Given text —
───

RAG Search Engine — Lessons Learned
1. BM25 Is Surprisingly Strong Baseline
BM25 with proper stemming (Porter) and stopword removal outperforms naive TF-IDF and performs competitively with dense retrieval on exact-match and keyword-heavy queries. The tuned default parameters (k1=1.5, b=0.75) generalise well; only tweak them when document length variance is high. The inverted index builds in seconds and fits in memory — deploy it before reaching for embeddings.
Key insight: BM25 handles rare, specific terms better than semantic search. A query like “1972 Godfather Coppola” retrieves by exact token overlap; semantic search may anchor on “family drama” and miss the specific film.
2. Reciprocal Rank Fusion (RRF) Outperforms Weighted Combination
RRF (, k=60) is more robust than weighted score combination because it is rank-invariant — scores from BM25 and semantic search live on incomparable scales. Score normalisation can correct this but introduces sensitivity to outliers. Use RRF as the default fusion strategy; only switch to weighted combination when you need to explicitly amplify one modality.
Key insight: The k=60 constant dampens the influence of top-ranked documents, preventing one modality from dominating. Lower k gives more weight to top ranks; raise k to treat all retrieved results more uniformly.

───

Dataset —
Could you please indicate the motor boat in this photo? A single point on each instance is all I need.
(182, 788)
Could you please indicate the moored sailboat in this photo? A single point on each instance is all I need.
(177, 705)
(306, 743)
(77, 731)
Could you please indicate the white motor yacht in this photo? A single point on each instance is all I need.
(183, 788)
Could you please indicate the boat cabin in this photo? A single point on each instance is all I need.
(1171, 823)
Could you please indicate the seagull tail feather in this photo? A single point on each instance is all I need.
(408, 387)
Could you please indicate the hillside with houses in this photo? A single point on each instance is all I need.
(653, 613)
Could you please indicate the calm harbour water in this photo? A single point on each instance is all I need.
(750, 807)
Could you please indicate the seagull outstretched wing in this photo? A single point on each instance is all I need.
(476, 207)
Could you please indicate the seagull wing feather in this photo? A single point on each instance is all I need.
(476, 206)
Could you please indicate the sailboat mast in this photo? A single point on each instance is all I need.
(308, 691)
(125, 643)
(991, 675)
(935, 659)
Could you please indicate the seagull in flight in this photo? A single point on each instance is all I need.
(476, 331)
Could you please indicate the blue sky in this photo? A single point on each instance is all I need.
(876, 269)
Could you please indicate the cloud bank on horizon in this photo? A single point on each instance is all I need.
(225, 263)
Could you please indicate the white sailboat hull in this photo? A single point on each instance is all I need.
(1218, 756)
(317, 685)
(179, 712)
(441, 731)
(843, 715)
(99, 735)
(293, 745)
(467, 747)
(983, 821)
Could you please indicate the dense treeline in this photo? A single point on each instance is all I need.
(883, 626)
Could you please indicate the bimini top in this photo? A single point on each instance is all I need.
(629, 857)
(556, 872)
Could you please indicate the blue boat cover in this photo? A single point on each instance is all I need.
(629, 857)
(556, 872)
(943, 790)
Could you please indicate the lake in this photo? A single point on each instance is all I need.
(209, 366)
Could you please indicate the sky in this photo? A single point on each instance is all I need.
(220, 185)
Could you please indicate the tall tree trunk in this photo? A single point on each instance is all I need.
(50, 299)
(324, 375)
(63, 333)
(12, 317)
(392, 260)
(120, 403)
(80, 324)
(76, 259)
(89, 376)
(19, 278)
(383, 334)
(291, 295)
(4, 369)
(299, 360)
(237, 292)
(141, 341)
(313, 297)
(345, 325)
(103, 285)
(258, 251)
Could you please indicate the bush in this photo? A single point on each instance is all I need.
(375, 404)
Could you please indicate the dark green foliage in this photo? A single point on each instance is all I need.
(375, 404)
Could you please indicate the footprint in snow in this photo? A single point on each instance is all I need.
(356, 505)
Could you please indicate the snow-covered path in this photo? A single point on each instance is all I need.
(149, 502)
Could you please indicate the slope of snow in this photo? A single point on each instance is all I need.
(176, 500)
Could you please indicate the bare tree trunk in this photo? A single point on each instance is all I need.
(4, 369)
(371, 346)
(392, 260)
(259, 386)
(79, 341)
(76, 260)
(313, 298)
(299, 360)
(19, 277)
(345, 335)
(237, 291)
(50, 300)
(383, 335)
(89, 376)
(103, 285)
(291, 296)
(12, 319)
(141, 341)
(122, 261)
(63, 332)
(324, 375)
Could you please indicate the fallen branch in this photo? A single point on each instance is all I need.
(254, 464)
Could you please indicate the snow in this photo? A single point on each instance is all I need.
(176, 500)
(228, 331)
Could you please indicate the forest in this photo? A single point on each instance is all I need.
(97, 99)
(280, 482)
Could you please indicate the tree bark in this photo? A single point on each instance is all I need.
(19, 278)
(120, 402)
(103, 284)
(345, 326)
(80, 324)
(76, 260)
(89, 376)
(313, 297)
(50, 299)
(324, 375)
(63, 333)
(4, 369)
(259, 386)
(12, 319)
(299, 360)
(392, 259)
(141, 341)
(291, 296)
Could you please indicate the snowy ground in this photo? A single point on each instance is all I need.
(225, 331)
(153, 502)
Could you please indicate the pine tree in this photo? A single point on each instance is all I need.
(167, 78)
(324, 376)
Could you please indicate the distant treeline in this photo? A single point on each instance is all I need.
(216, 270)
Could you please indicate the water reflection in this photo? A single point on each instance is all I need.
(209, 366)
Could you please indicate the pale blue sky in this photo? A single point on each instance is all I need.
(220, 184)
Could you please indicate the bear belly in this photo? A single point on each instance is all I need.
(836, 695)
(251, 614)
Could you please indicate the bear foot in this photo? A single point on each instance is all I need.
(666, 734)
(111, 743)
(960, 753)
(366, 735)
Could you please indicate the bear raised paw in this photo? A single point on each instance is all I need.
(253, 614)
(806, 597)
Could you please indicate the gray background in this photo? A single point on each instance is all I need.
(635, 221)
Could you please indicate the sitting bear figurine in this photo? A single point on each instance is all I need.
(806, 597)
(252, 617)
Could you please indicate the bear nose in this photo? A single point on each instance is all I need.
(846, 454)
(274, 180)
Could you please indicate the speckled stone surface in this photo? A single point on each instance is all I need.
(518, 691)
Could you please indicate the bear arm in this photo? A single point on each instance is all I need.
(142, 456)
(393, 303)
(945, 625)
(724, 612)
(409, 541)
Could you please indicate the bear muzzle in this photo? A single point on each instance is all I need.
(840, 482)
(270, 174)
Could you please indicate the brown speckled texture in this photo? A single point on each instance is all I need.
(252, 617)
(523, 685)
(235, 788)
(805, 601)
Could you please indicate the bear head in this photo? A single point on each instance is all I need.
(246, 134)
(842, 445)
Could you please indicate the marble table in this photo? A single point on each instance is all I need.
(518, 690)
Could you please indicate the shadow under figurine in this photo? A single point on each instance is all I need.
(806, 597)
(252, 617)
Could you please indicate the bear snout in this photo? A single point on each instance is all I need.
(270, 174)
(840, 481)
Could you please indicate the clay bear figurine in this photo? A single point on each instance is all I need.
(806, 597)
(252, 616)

───

Exercises —
[a] According to the RAG search engine text, which default BM25 parameter values generalize well?
[b] Output a passage from the RAG search engine text, beginning at the words "2. Reciprocal Rank" and stopping after the words "amplify one modality.".
The data is separate material and is not part of the RAG search engine text.

Outputs by task —
[a] k1=1.5 and b=0.75

[b]
2. Reciprocal Rank Fusion (RRF) Outperforms Weighted Combination
RRF (, k=60) is more robust than weighted score combination because it is rank-invariant — scores from BM25 and semantic search live on incomparable scales. Score normalisation can correct this but introduces sensitivity to outliers. Use RRF as the default fusion strategy; only switch to weighted combination when you need to explicitly amplify one modality.